| Problem |
Tally the lines in the records underneath that contain the string "trace", and state the figure by itself.

Stored items
________________

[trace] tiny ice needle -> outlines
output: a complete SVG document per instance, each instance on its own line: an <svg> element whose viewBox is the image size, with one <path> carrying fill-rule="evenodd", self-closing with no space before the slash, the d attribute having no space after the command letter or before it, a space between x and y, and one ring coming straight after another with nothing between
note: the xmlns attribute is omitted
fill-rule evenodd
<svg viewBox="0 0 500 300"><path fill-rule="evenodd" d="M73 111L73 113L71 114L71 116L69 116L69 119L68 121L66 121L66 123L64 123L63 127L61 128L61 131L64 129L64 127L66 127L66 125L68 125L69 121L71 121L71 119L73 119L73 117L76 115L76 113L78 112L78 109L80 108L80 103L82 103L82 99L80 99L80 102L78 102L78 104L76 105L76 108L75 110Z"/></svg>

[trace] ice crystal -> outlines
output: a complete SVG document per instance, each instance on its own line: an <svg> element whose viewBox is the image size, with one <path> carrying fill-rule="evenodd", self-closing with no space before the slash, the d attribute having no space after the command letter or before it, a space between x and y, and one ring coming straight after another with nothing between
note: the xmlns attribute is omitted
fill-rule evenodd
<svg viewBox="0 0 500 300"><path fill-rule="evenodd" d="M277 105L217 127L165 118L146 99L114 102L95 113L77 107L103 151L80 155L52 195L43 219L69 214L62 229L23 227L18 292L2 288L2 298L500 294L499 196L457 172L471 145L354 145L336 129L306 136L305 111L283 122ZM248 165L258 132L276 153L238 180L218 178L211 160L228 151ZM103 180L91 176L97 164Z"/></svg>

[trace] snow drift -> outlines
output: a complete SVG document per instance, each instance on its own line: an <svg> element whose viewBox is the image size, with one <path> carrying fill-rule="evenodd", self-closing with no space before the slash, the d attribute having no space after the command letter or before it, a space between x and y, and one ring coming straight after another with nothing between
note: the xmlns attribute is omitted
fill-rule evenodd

________________

| Answer box |
3